[Opening TEXT FOR ANALYSIS section]

What did @mrscaitlinkirrane actually say?
She started HRT one month ago, prescribed by a women's health specialist, to manage what she and her doctor suspect is PMDD, possibly compounded by early perimenopause. Her regimen is an estrogen spray applied daily to her arms, plus a progesterone pill taken for 25 days with a 3-day break, rather than the more typical 14-days-on, 14-days-off cycle. She attributes the unusual dosing schedule to being "so sensitive to hormones." She's clear that she doesn't have a formal PMDD diagnosis, and her doctor told her she likely won't reach full menopause for another decade or more.
She also describes six months of trying lifestyle interventions first: stopping alcohol, taking supplements, maintaining physical activity. None of it was enough. This detail matters because it shows she didn't jump straight to hormones, which is worth noting.
Does the science back this up?
Mostly, yes. The evidence for transdermal estrogen in managing PMDD and perimenopausal symptoms is reasonably solid, though not without caveats. A continuous combined or long-cycle progesterone approach like hers has real clinical backing.
PMDD affects an estimated 3-8% of women of reproductive age, and the underlying mechanism involves abnormal sensitivity to normal fluctuations in progesterone metabolites, particularly allopregnanolone, rather than absolute hormone deficiency (Bixo et al., 2017, American Journal of Obstetrics and Gynecology). This actually supports her description of feeling every "slight change."
Transdermal estradiol is used off-label to suppress ovarian cyclicity in PMDD, and there is clinical trial evidence for this approach. Studd and Panay (2004, Menopause International) showed that estradiol patches reduced PMDD symptoms significantly when combined with cyclical progestogens. The spray formulation she describes delivers estradiol similarly to patches. Using micronized progesterone for fewer days to reduce the progestogenic symptom burden is also an established clinical strategy for hormone-sensitive patients.
What did they get wrong (or right)?
She used the phrase "primary menopause" repeatedly when she almost certainly means "perimenopause." This is a minor language slip, not a dangerous one, but it could confuse viewers. Primary ovarian insufficiency is a distinct condition affecting women under 40. She doesn't appear to have that.
She's right that PMDD is genuinely hard to diagnose. The DSM-5 criteria require prospective symptom tracking across at least two menstrual cycles, and many clinicians skip this step. Her doctor's pragmatic approach of treating the symptom picture rather than waiting for a formal diagnosis reflects real-world clinical practice, and it's not wrong. The RCOG and IAPMD both acknowledge that diagnostic delays are common and costly.
Her claim that lifestyle changes including stopping alcohol, taking supplements, and exercising consistently for six months didn't resolve her symptoms is entirely plausible and consistent with research. Lifestyle interventions are recommended as first-line for mild-to-moderate PMDD but have limited evidence for severe presentations (ACOG Practice Bulletin, 2023).
One thing she gets genuinely right: she went to a specialist rather than trying to self-diagnose or self-treat. That is the correct move, and it's worth saying plainly.

[Closing TEXT FOR ANALYSIS section]
[Opening DATA SHOWN section]

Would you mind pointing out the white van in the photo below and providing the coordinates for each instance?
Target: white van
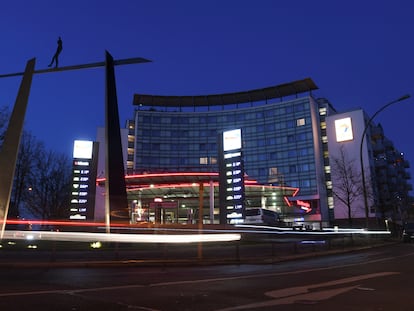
(261, 216)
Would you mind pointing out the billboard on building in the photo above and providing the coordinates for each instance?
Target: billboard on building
(84, 168)
(231, 176)
(343, 129)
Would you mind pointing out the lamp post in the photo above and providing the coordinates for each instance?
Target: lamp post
(360, 151)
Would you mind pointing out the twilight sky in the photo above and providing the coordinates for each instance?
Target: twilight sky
(359, 53)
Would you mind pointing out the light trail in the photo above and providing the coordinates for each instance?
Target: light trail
(119, 237)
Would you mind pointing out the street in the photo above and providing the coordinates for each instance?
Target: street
(374, 279)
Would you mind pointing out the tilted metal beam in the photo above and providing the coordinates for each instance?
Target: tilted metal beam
(10, 148)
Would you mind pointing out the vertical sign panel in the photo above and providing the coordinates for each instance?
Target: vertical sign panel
(83, 180)
(231, 175)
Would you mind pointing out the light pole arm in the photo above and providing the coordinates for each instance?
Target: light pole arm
(361, 146)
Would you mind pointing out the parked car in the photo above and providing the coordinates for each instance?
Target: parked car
(408, 232)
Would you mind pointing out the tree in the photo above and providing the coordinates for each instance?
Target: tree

[Closing DATA SHOWN section]

* _EXERCISE BRIEF_
In the fact-check about HRT for PMDD, for how many days does she take the progesterone pill before each break? The material has no connection to the text.

* _OUTPUT FOR THIS TASK_
25 days